#### Text excerpt:
Democracy Awakening by Heather Cox Richardson

This is the new book by the historian who heroically pens the nightly “Letters from an American” Substack that so many of us have come to rely on to help make sense of current-day politics and the historical events and ideas that led to the present moment. The book covers ground that will be familiar to folks who read her letters or who watch her weekly politics chat on Facebook, but fans and new readers alike will still benefit from her insights and her optimism about the future.

More books waiting to be finished

The Hero of This Book  by Elizabeth McCracken

I have been just pages from the end of this book for quite some time now. I’m not quite ready for it to end. McCracken, whose novels, short stories, and memoir are all beautiful, insists this book is a novel. It says so right on the cover. She insists it is not a memoir: “If this were a memoir—it isn’t—the author might talk at length about her own connection to her grandmother on the subject of self-recrimination, how easy it is to blame yourself for the harm that comes to children during pregnancy, and how other people, even well-meaning ones, will blame you, too. It’s isn’t; she won’t. No book can contain everything.”

On that last point, she’s absolutely right, of course. But what The Hero of This Book does contain in its fewer than 200 pages is astonishing.

Sister Citizen by Melissa V. Harris-Perry and A Virgin Conceived by Mary F. Foskett

I list these two books together because they’re authored by my middle kiddo’s two favorite professors at Wake Forest University. Partway through each of these books, I can see why my daughter loves them so much. Harris-Perry brings an English major’s eye to her topic, grounding her exploration of Black women in America in Zora Neale Hurston’s Their Eyes Were Watching God. Foskett’s exploration of the Virgin Mary asks us to shift our attention from what Mary’s purported virginity says about Jesus to what it says about her. This shifted focus seems revelatory to this reader.

#### Provided data:
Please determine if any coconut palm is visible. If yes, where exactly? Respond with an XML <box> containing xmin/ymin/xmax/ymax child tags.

#### Problem A:
Answer these about the book notes above, one line each:
(i) What is the name of the nightly Substack the historian writes?
(ii) How long is The Hero of This Book, according to the text?
(iii) At which university do the authors of Sister Citizen and A Virgin Conceived teach?
#### Problem B:
Reproduce the book notes above from "I have been" up to and including "pages is astonishing.".

#### Written solution A:
(i) “Letters from an American”
(ii) Fewer than 200 pages
(iii) Wake Forest University

#### Written solution B:
I have been just pages from the end of this book for quite some time now. I’m not quite ready for it to end. McCracken, whose novels, short stories, and memoir are all beautiful, insists this book is a novel. It says so right on the cover. She insists it is not a memoir: “If this were a memoir—it isn’t—the author might talk at length about her own connection to her grandmother on the subject of self-recrimination, how easy it is to blame yourself for the harm that comes to children during pregnancy, and how other people, even well-meaning ones, will blame you, too. It’s isn’t; she won’t. No book can contain everything.”

On that last point, she’s absolutely right, of course. But what The Hero of This Book does contain in its fewer than 200 pages is astonishing.